# EXCERPTED PASSAGE
■ ■ ■ ■ ■

Midwifery leader wants DHB action

The Southern District Health Board needs to rehabilitate the reputation of its maternity service to attract more new recruits, the board has been told.

Its recently appointed new midwifery director, Karen Ferraccioli, briefed the board last week on issues confronting the service, which included a well-known shortage of midwifery staff.

Latest figures showed the Queen Mary Maternity Centre, budgeted to have 32.88 full-time equivalent (FTE) midwives, instead had 12.62 FTE, while Southland Hospital, with a budgeted workforce of 16.78 FTE, only had 3.8 FTE.

While the staff shortages were worrying, there had been a welcome boost in the local lead maternity carer (LMC) workforce after four recent graduates opted to work as LMCs in Dunedin, Ms Ferraccioli said.

However, news that of the 28 recent graduates from Otago midwifery courses only six had opted to work in the South — the four LMCs and two newly hired hospital midwives — alarmed SDHB chairman Pete Hodgson.

"If we can only attract six out of 28, boy do we have an almighty reputational problem," he said.

Ms Ferraccioli agreed and said she had instituted several initiatives to try to turn that around, which included offering student midwives shifts as healthcare assistants so they could see what the SDHB had to offer.

■ ■ ■ ■ ■

# ENTRIES PROVIDED
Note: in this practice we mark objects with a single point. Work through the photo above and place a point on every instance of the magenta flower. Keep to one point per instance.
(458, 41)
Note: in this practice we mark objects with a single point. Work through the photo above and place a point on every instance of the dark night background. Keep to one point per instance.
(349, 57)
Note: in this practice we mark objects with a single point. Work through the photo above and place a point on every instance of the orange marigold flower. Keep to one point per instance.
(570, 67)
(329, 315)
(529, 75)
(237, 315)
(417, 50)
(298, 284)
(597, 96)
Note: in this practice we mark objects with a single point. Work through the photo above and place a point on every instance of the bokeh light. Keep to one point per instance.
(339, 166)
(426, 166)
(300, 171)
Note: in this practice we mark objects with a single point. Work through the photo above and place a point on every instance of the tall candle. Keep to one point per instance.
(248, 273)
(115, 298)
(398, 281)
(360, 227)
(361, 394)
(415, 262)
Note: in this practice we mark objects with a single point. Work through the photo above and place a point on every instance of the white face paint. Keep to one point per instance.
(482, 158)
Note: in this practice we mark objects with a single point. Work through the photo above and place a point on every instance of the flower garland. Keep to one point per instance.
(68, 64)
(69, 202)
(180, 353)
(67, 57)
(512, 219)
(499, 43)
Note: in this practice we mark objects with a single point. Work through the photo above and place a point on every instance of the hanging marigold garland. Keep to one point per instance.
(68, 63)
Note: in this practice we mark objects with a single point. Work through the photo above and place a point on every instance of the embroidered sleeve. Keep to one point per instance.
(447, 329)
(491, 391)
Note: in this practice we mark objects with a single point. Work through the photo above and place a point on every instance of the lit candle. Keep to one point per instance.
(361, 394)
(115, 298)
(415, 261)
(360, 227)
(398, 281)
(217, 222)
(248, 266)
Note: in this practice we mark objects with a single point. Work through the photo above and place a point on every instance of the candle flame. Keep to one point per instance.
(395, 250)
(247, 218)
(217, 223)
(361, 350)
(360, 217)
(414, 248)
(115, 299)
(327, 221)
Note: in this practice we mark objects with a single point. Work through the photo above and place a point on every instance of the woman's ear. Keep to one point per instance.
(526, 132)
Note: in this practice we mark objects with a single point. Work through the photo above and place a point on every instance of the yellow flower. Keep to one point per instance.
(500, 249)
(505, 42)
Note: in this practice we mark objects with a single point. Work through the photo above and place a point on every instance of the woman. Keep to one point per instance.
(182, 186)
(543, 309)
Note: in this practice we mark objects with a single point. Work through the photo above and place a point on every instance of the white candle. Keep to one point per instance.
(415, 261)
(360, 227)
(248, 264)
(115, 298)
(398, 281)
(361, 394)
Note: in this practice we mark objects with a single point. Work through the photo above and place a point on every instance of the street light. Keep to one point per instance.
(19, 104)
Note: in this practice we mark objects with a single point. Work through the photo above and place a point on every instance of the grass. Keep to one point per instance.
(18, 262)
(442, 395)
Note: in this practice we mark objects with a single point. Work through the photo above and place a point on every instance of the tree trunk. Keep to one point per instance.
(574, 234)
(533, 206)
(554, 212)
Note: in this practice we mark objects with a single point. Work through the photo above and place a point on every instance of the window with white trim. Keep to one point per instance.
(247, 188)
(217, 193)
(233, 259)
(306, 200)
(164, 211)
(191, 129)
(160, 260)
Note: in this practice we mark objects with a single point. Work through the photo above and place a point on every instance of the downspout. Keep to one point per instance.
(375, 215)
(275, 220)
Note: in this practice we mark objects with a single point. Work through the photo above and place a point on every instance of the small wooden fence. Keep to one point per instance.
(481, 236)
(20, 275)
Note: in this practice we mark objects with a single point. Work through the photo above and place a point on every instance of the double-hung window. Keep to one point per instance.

■ ■ ■ ■ ■

# EXERCISES
**A.** Copy the part of the midwifery staffing article from "The Southern District" to "has been told." word for word.
**B.** Pick up the midwifery staffing article after its final sentence and keep writing.
This listing has nothing to do with the article on the midwifery director's briefing to the Southern District Health Board.

# RESULTS IN ORDER
**A.**
The Southern District Health Board needs to rehabilitate the reputation of its maternity service to attract more new recruits, the board has been told.

**B.**
One positive in the briefing was Ms Ferraccioli saying that numbers of LMC midwives — who work independently of the DHB — in the region had improved and were almost sufficient to cater for the number of expectant mothers in Otago and Southland.

For the past two years, the SDHB has had to provide LMC cover from Queen Mary midwives to cover the shortage of midwives, particularly in Dunedin.

If another two LMCs opted to work in Dunedin, each taking on an average annual caseload, the Queen Mary cover, which was initially envisaged as only being a short-term measure to cover the holiday period, might be able to be ended, Ms Ferraccioli said.

However, she warned the recovery was only fragile and she wanted to see still more midwives come to work in the region so that a pool of workers was available to provide cover for illness and annual leave.

More midwives would also ensure continuity of care for expectant mothers, she said.

"The value of our midwifery model has to be that we care for our women where they want and that we keep them safe where they are."